#### [SOURCE DATA]

● ● ● ● ●

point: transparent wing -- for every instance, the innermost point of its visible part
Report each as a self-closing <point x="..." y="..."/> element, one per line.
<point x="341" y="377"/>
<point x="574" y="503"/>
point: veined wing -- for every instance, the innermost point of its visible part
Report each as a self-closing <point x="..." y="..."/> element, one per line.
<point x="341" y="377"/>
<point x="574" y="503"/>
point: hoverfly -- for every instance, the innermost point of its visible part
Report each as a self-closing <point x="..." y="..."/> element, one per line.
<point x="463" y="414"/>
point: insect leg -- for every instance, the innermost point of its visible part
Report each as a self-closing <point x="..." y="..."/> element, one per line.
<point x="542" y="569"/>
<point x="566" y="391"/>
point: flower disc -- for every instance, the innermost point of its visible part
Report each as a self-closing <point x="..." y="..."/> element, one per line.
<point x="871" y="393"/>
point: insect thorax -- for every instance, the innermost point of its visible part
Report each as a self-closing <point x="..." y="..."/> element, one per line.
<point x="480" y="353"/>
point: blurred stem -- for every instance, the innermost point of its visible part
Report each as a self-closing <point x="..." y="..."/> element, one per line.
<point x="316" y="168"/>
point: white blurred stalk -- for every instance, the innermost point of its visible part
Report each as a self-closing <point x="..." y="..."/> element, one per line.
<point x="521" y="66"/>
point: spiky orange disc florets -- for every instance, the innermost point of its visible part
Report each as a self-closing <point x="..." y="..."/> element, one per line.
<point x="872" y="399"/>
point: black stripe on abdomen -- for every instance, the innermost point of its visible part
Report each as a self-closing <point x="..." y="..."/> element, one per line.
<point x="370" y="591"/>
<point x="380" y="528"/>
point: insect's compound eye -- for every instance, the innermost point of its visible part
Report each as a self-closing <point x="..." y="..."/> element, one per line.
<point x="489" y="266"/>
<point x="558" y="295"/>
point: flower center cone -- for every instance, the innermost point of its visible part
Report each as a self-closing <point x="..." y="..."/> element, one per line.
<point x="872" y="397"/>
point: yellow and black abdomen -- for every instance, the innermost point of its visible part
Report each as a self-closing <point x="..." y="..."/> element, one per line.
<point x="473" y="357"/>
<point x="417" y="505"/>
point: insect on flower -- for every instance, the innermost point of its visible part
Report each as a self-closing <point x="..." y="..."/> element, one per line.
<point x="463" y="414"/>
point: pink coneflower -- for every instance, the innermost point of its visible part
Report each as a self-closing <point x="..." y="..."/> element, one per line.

● ● ● ● ●

#### [YOUR TASK]
Transcribe the data above in full, exactly.

#### [TASK SOLUTION]
point: transparent wing -- for every instance, the innermost point of its visible part
Report each as a self-closing <point x="..." y="..."/> element, one per line.
<point x="341" y="377"/>
<point x="574" y="503"/>
point: veined wing -- for every instance, the innermost point of its visible part
Report each as a self-closing <point x="..." y="..."/> element, one per line.
<point x="341" y="377"/>
<point x="574" y="503"/>
point: hoverfly -- for every instance, the innermost point of its visible part
Report each as a self-closing <point x="..." y="..."/> element, one per line.
<point x="463" y="414"/>
point: insect leg -- for every instance, the innermost point of its visible part
Report each as a self-closing <point x="..." y="..."/> element, one per line.
<point x="542" y="569"/>
<point x="566" y="391"/>
point: flower disc -- for every instance, the innermost point of its visible part
Report each as a self-closing <point x="..." y="..."/> element, one per line.
<point x="871" y="393"/>
point: insect thorax -- for every instance, the innermost point of its visible part
Report each as a self-closing <point x="..." y="..."/> element, one per line.
<point x="480" y="353"/>
point: blurred stem -- for every instance, the innermost point of its visible part
Report each as a self-closing <point x="..." y="..."/> element, one per line.
<point x="316" y="168"/>
point: white blurred stalk -- for every instance, the innermost point of its visible part
Report each as a self-closing <point x="..." y="..."/> element, one per line.
<point x="521" y="66"/>
point: spiky orange disc florets -- for every instance, the innermost point of its visible part
Report each as a self-closing <point x="..." y="..."/> element, one per line.
<point x="872" y="399"/>
point: black stripe on abdomen -- for every instance, the innermost point of its visible part
Report each as a self-closing <point x="..." y="..."/> element, one per line.
<point x="370" y="591"/>
<point x="380" y="528"/>
point: insect's compound eye -- for every instance, the innermost point of its visible part
Report each as a self-closing <point x="..." y="..."/> element, one per line.
<point x="489" y="266"/>
<point x="558" y="295"/>
point: flower center cone -- for every instance, the innermost point of its visible part
Report each as a self-closing <point x="..." y="..."/> element, one per line.
<point x="872" y="397"/>
point: yellow and black abdomen -- for every instance, the innermost point of its visible part
Report each as a self-closing <point x="..." y="..."/> element, one per line.
<point x="473" y="357"/>
<point x="417" y="505"/>
point: insect on flower -- for every instance, the innermost point of its visible part
Report each as a self-closing <point x="..." y="..."/> element, one per line.
<point x="463" y="414"/>
point: pink coneflower -- for every instance, the innermost point of its visible part
Report each as a self-closing <point x="..." y="..."/> element, one per line.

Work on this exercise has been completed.